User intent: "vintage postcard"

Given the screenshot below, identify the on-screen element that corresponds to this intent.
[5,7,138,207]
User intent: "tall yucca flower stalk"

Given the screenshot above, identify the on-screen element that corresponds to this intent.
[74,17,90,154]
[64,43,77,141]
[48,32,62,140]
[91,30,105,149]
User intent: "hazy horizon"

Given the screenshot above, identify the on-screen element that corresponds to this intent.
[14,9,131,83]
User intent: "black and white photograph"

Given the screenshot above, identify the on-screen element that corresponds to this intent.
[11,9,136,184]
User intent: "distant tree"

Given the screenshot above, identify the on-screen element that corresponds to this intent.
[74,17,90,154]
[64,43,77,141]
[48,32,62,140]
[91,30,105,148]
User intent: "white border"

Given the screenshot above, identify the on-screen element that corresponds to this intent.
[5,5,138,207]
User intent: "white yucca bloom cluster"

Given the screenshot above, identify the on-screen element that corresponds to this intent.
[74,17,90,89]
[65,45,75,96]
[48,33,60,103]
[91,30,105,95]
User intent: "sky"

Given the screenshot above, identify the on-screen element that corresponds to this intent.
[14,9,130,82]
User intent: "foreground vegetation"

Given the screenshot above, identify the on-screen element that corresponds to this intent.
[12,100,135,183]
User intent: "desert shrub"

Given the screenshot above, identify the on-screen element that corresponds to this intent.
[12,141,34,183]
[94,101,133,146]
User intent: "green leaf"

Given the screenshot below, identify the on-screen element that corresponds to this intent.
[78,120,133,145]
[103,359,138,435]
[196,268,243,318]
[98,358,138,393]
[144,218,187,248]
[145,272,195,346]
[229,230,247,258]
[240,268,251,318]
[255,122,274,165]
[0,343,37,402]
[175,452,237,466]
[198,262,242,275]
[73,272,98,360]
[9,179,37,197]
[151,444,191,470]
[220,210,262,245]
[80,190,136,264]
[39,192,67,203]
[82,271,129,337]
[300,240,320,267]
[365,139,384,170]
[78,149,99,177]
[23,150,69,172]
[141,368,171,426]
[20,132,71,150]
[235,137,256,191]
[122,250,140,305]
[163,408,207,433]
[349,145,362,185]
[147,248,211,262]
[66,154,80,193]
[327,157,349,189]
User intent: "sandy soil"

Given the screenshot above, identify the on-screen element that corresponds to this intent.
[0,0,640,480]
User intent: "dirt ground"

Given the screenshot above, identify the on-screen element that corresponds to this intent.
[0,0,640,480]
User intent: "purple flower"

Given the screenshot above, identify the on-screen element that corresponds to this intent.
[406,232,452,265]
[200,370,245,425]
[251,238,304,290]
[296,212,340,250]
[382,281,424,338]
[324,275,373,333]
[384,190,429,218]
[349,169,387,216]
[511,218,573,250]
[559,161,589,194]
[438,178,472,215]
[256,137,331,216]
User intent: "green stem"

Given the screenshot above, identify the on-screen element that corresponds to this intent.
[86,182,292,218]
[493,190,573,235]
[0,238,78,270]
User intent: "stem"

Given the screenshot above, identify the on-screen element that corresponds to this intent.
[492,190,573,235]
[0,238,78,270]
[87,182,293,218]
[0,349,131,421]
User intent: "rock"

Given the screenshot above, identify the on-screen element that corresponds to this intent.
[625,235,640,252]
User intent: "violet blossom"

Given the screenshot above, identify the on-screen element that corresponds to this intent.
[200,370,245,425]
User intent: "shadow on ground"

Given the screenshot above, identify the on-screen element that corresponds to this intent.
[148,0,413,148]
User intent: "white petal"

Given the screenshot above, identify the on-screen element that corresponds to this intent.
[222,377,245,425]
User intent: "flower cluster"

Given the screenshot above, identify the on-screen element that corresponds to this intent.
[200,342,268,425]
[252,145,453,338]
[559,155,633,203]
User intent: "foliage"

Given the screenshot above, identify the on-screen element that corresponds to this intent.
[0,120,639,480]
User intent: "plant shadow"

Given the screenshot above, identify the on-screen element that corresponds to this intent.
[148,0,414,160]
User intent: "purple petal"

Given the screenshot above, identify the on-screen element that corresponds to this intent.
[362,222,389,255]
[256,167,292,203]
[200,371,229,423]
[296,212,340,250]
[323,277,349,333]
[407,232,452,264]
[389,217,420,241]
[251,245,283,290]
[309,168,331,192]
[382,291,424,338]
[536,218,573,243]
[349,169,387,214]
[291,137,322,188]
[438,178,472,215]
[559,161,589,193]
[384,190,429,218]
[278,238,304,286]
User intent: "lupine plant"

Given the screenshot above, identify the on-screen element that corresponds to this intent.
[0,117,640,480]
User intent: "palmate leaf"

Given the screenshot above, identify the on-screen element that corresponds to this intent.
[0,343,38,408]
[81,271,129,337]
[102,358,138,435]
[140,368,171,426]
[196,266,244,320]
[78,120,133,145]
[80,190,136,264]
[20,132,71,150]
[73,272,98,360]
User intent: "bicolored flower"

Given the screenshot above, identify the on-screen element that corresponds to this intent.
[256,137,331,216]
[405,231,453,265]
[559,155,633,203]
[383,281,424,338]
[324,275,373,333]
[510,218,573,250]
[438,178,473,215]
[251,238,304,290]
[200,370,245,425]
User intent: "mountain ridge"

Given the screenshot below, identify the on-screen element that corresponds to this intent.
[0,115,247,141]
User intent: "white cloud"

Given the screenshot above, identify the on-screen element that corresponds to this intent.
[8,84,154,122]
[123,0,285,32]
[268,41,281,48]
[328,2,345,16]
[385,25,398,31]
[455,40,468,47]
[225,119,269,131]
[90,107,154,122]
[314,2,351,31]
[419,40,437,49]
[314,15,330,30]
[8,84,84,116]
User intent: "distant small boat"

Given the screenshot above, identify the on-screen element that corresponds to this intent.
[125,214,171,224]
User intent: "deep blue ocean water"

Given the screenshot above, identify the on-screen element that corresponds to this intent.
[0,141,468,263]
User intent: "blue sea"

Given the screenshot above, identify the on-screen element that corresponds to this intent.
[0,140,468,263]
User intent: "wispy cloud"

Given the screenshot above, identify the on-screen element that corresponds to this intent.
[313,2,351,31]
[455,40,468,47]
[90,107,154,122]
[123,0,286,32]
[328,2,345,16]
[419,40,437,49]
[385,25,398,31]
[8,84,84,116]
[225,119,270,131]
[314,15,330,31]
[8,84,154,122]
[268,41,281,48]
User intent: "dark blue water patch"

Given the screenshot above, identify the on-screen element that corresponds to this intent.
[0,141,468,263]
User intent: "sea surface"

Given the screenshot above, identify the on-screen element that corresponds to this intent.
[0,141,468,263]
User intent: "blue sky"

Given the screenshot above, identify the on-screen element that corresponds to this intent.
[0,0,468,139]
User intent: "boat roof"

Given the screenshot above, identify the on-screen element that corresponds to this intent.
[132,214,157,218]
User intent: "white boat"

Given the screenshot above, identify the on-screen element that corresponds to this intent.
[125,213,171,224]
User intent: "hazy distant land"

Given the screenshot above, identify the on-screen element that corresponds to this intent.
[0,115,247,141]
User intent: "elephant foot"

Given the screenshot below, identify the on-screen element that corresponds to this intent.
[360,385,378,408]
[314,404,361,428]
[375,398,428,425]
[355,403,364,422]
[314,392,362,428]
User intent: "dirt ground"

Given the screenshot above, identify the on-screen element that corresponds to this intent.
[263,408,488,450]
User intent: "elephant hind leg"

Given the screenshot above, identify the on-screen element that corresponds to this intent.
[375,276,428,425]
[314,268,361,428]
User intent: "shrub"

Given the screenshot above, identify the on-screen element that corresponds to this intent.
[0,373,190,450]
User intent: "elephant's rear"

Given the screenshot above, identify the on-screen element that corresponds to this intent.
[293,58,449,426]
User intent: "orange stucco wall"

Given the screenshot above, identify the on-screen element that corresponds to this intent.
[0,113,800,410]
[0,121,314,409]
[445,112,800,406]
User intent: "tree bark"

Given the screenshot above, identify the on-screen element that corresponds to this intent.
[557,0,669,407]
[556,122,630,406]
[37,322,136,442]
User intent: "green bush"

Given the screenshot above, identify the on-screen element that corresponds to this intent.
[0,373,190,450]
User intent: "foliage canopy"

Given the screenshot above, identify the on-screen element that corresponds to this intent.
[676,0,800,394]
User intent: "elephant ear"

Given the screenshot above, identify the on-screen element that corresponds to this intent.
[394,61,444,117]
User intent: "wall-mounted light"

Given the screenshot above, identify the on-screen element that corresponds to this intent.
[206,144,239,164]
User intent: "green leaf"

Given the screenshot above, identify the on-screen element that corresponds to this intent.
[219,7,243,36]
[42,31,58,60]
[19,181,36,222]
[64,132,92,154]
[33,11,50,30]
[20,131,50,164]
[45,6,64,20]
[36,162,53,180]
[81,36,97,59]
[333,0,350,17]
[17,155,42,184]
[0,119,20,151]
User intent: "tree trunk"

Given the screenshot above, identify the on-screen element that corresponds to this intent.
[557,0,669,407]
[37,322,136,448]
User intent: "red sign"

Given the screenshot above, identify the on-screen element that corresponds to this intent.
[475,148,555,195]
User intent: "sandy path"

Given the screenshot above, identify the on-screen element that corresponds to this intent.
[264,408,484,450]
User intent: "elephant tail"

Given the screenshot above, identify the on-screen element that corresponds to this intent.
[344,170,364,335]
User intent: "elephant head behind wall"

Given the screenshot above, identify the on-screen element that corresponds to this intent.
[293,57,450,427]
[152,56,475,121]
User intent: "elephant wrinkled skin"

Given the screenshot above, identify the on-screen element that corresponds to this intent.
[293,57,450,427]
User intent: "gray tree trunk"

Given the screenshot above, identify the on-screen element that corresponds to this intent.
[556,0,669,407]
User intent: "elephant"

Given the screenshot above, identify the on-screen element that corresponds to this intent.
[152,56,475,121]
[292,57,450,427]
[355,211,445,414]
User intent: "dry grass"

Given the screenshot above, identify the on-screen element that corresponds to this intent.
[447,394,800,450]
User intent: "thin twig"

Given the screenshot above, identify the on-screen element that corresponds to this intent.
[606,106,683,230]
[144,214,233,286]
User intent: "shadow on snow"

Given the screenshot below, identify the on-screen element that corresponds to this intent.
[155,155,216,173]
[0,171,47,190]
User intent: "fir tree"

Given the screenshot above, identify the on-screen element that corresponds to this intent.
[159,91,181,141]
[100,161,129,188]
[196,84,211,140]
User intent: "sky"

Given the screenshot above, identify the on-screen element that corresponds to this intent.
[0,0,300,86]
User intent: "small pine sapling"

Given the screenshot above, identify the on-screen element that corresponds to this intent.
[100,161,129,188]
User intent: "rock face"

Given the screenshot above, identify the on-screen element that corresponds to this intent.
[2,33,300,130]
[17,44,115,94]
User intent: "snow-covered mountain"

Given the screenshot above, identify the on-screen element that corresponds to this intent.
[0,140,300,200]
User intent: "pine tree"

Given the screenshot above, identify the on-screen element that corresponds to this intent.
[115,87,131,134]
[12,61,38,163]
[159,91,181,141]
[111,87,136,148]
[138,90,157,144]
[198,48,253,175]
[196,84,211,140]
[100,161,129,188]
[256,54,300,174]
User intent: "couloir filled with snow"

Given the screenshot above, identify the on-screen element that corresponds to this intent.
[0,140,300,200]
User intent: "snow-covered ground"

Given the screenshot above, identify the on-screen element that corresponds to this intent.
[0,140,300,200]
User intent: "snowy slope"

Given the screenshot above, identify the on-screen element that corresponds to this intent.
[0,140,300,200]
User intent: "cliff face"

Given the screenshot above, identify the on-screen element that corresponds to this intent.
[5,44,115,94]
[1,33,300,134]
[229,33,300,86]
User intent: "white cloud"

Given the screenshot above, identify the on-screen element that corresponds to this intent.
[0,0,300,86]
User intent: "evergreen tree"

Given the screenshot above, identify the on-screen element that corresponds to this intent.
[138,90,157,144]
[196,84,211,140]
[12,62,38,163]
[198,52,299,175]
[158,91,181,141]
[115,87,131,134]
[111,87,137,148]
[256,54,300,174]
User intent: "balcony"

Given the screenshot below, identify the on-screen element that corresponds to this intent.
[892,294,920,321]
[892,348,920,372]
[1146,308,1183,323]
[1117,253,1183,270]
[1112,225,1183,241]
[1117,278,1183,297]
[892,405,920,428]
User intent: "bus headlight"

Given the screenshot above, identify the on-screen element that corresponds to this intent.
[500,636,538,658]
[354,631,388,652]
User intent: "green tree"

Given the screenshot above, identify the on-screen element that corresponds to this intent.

==*==

Starting with the first line of the items and going on through the line that contains "[14,9,131,83]", give those lines as a numbered list, leaving out any blank lines.

» SOLUTION TO THIS TASK:
1. User intent: "vintage postcard"
2. Given the screenshot below, identify the on-screen element that corresponds to this intent.
3. [5,7,138,207]
4. User intent: "tall yucca flower stalk"
5. Given the screenshot above, identify the on-screen element that corresponds to this intent.
6. [74,17,90,154]
7. [64,43,77,141]
8. [48,32,62,140]
9. [91,30,105,149]
10. User intent: "hazy horizon"
11. Given the screenshot above, identify the on-screen element that corresponds to this intent.
12. [14,9,131,83]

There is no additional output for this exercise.